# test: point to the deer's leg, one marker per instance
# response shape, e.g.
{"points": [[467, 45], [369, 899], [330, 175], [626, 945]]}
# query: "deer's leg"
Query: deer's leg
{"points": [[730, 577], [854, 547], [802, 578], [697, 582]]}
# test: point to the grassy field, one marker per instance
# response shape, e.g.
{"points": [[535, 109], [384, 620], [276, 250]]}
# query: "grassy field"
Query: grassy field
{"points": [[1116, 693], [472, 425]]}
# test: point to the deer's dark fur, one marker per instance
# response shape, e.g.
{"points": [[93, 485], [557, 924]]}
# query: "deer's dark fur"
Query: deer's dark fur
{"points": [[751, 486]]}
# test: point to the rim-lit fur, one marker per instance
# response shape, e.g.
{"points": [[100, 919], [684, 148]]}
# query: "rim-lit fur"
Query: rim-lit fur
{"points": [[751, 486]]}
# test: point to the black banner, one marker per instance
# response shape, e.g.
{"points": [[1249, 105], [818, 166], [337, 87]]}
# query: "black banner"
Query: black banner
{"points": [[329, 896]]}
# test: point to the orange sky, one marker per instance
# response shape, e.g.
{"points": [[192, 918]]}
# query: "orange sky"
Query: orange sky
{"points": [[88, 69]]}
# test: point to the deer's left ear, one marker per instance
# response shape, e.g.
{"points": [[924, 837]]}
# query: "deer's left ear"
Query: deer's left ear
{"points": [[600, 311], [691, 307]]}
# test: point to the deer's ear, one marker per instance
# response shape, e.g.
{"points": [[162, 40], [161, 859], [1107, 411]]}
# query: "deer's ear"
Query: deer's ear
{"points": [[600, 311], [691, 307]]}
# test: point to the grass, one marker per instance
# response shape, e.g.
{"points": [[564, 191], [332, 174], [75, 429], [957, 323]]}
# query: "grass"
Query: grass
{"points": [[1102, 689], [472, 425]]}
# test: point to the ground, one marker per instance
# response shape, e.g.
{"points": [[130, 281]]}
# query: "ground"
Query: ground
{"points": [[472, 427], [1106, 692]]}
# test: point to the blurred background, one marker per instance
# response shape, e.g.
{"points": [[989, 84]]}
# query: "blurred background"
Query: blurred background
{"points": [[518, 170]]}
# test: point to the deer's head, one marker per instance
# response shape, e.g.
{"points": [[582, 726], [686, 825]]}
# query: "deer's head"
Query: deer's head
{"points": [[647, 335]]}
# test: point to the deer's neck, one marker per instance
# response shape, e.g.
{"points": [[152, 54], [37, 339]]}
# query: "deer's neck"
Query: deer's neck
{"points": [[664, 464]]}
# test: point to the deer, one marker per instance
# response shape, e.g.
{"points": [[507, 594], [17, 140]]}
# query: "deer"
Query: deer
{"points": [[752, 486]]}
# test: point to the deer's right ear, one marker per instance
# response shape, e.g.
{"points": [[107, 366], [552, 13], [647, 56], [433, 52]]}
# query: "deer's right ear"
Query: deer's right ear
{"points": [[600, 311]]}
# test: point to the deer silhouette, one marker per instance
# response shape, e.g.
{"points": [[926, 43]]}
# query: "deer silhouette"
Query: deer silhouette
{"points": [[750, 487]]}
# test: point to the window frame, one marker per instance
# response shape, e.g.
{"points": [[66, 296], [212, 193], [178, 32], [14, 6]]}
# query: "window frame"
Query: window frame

══════════════════════════════

REQUEST =
Lines from the one containing "# test: point to the deer's ear, one" through the final line are to be given again verbatim, with nothing before or after.

SOLUTION FOR THIS TASK =
# test: point to the deer's ear, one marker per instance
# response shape, e.g.
{"points": [[162, 40], [161, 859], [1107, 411]]}
# query: "deer's ear"
Query: deer's ear
{"points": [[600, 311], [691, 307]]}
# test: point to the grass, one marker per instance
# response shape, e.g.
{"points": [[564, 191], [332, 174], [75, 429], [957, 323]]}
# query: "grass"
Query: grass
{"points": [[1102, 689], [472, 425]]}
# test: point to the ground, one marker per instance
# response shape, e.g.
{"points": [[130, 281]]}
# query: "ground"
Query: ground
{"points": [[472, 427], [1106, 692]]}
# test: point to the blurred background, one marker per instance
# response shape, e.g.
{"points": [[989, 84]]}
# query: "blurred background"
Query: blurred background
{"points": [[518, 170]]}
# test: point to the deer's head, one marker per instance
# response shape, e.g.
{"points": [[582, 726], [686, 825]]}
# query: "deer's head"
Query: deer's head
{"points": [[647, 335]]}
# test: point to the deer's neck, one marker per instance
# response shape, e.g.
{"points": [[152, 54], [37, 339]]}
# query: "deer's neck"
Query: deer's neck
{"points": [[664, 464]]}
# test: point to the deer, one marker per instance
# response shape, e.g.
{"points": [[507, 594], [17, 140]]}
# query: "deer"
Query: deer
{"points": [[752, 486]]}
# test: point to the deer's right ear, one marker per instance
# response shape, e.g.
{"points": [[107, 366], [552, 13], [647, 56], [433, 52]]}
# query: "deer's right ear"
Query: deer's right ear
{"points": [[600, 311]]}
# test: point to the deer silhouette, one marker per instance
# response shape, e.g.
{"points": [[926, 43]]}
# query: "deer silhouette"
Query: deer silhouette
{"points": [[750, 487]]}
# test: point to the window frame, one marker per instance
# response shape, e.g.
{"points": [[66, 296], [212, 193], [178, 32], [14, 6]]}
# query: "window frame"
Query: window frame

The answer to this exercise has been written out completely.